On September 5, 2001, respondent filed in the CTA a petition for the revival of its June 15, 1992 decision. It prayed for the immediate release by BOC of its shipment or, in the alternative, payment of the shipment’s value plus damages. The BOC Commissioner failed to file his answer, hence, he was declared in default.
During the ex parte presentation of respondent’s evidence, BOC informed the court that the subject shipment could no longer be found at its warehouses.
QUESTION: Is the BOC liable for damages by reason of said loss of goods?Can it invoke the doctrine of state immunity?
ANSWER: Although it may be gainsaid that the satisfaction of respondent’s demand will ultimately fall on the government, and that, under the political doctrine of “state immunity,” it cannot be held liable for governmental acts (jus imperii), we still hold that petitioner cannot escape its liability. The circumstances of this case warrant its exclusion from the purview of the state immunity doctrine.
As previously discussed, the Court cannot turn a blind eye to BOC’s ineptitude and gross negligence in the safekeeping of respondent’s goods. We are not likewise unaware of its lackadaisical attitude in failing to provide a cogent explanation on the goods’ disappearance, considering that they were in its custody and that they were in fact the subject of litigation. The situation does not allow us to reject respondent’s claim on the mere invocation of the doctrine of state immunity. Succinctly, the doctrine must be fairly observed and the State should not avail itself of this prerogative to take undue advantage of parties that may have legitimate claims against it.
In Department of Health v. C.V. Canchela & Associates, we enunciated that this Court, as the staunch guardian of the people’s rights and welfare, cannot sanction an injustice so patent in its face, and allow itself to be an instrument in the perpetration thereof. Over time, courts have recognized with almost pedantic adherence that what is inconvenient and contrary to reason is not allowed in law. Justice and equity now demand that the State’s cloak of invincibility against suit and liability be shredded.
Accordingly, we agree with the lower courts’ directive that, upon payment of the necessary customs duties by respondent, petitioner’s “payment shall be taken from the sale or sales of goods or properties seized or forfeited by the Bureau of Customs.” (Republic of the Philippines v. UNIMEX MICROELECTRONICS (GR 166309-10, March 9, 2007).
15. One of the recent international law concepts discussed in Tañada v, Angara is the concept of “sovereignty as autolimitation”. What do you understand by said concept? Cite some examples concerning its concrete application in international law.

Written instruction:
Answer these questions about the state immunity passage:
1. On what date did the respondent file its petition in the CTA?
2. What did the BOC tell the court during the ex parte presentation of the respondent's evidence?
3. Which case does the Court cite when it says it cannot sanction an injustice so patent in its face?

[Region outline items]
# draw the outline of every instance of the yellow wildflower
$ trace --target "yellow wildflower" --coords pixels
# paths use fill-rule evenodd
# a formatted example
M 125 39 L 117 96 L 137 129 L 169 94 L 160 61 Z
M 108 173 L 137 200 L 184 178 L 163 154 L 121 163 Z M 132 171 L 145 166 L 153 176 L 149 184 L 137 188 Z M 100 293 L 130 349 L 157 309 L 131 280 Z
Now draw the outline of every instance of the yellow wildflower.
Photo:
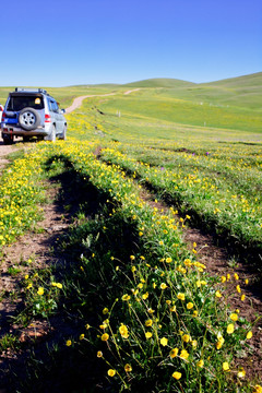
M 44 291 L 45 291 L 45 289 L 43 287 L 39 287 L 37 290 L 37 294 L 41 296 L 41 295 L 44 295 Z
M 179 352 L 178 348 L 171 349 L 171 350 L 169 352 L 170 358 L 175 358 L 176 356 L 178 356 L 178 352 Z
M 253 333 L 251 331 L 247 333 L 247 338 L 248 340 L 252 338 L 252 336 L 253 336 Z
M 227 361 L 224 361 L 223 365 L 222 365 L 222 367 L 223 367 L 223 370 L 224 370 L 224 371 L 229 371 L 229 365 L 228 365 Z
M 146 320 L 145 321 L 145 326 L 152 326 L 153 325 L 153 321 L 152 320 Z
M 183 335 L 182 335 L 182 341 L 183 341 L 184 343 L 189 343 L 189 342 L 190 342 L 190 335 L 189 335 L 189 334 L 183 334 Z
M 238 378 L 245 378 L 246 377 L 246 371 L 241 368 L 239 371 L 238 371 Z
M 102 341 L 108 341 L 108 338 L 109 338 L 109 334 L 104 333 L 104 334 L 102 335 Z
M 129 336 L 128 327 L 123 323 L 121 323 L 121 326 L 119 327 L 119 333 L 123 338 L 128 338 Z
M 124 366 L 124 371 L 126 371 L 126 372 L 131 372 L 131 371 L 132 371 L 132 366 L 129 365 L 129 364 L 127 364 L 127 365 Z
M 107 371 L 107 374 L 109 376 L 109 377 L 115 377 L 116 376 L 116 370 L 112 370 L 112 369 L 109 369 L 108 371 Z
M 178 294 L 177 294 L 177 298 L 178 298 L 179 300 L 184 300 L 184 299 L 186 299 L 186 296 L 184 296 L 184 294 L 178 293 Z
M 236 322 L 238 320 L 238 314 L 237 313 L 231 313 L 229 315 L 230 320 L 233 320 L 234 322 Z
M 163 338 L 160 340 L 160 345 L 166 346 L 167 343 L 168 343 L 168 340 L 167 340 L 166 337 L 163 337 Z
M 234 332 L 234 324 L 229 323 L 229 325 L 227 326 L 227 333 L 231 334 Z
M 175 371 L 175 372 L 172 373 L 172 378 L 175 378 L 176 380 L 179 380 L 181 377 L 182 377 L 182 374 L 181 374 L 181 372 L 179 372 L 179 371 Z
M 126 295 L 122 296 L 122 300 L 123 300 L 123 301 L 128 301 L 129 299 L 130 299 L 130 296 L 129 296 L 129 295 L 126 294 Z
M 180 355 L 179 355 L 182 359 L 187 360 L 189 357 L 189 353 L 186 349 L 182 349 Z
M 202 368 L 204 366 L 204 360 L 203 359 L 200 359 L 198 362 L 196 362 L 196 366 Z

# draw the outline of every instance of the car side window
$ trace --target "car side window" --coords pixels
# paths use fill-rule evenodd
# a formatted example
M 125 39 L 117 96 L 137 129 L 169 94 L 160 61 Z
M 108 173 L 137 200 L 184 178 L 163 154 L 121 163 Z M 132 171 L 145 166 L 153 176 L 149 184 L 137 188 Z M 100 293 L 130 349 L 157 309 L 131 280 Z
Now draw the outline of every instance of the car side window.
M 50 99 L 48 99 L 47 102 L 48 102 L 48 109 L 49 109 L 50 111 L 52 111 L 51 100 L 50 100 Z

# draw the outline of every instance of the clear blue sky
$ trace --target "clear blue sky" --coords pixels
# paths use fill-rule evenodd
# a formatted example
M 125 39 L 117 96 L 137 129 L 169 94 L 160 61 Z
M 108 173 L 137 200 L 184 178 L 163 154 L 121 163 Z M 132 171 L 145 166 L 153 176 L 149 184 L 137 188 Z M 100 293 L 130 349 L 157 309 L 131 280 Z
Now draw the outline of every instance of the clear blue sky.
M 262 71 L 261 0 L 14 0 L 0 32 L 1 86 Z

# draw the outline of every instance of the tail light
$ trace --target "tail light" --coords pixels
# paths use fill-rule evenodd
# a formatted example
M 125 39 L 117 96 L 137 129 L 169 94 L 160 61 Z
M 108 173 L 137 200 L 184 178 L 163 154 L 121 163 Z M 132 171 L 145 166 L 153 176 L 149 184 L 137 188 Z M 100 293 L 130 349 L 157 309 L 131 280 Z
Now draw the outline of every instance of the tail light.
M 51 122 L 50 115 L 45 115 L 45 122 Z

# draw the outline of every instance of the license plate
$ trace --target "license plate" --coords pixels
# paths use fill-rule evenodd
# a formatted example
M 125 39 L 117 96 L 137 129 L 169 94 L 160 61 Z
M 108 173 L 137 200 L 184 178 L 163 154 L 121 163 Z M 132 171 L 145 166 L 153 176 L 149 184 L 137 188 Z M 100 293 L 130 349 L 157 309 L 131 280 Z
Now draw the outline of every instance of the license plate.
M 16 124 L 17 120 L 16 119 L 5 119 L 4 122 L 8 124 Z

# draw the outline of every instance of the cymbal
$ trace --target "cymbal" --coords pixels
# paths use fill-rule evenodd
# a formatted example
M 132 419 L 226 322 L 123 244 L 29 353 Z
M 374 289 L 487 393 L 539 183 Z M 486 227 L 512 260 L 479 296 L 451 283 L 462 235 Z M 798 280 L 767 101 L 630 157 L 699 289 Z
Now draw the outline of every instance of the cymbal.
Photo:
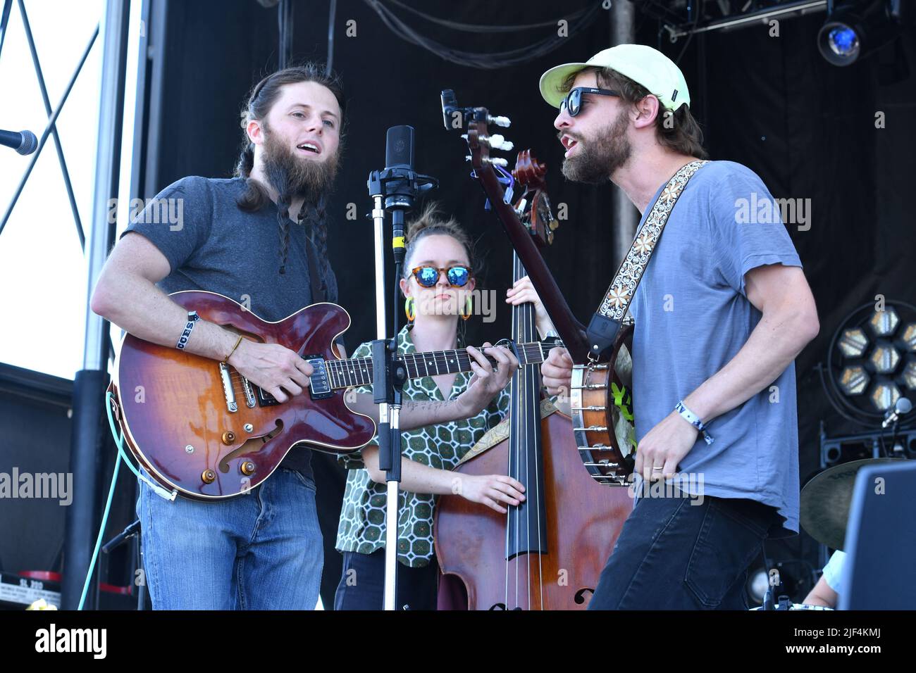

Reply:
1. September 5, 2001
2. The shipment could no longer be found at its warehouses.
3. Department of Health v. C.V. Canchela & Associates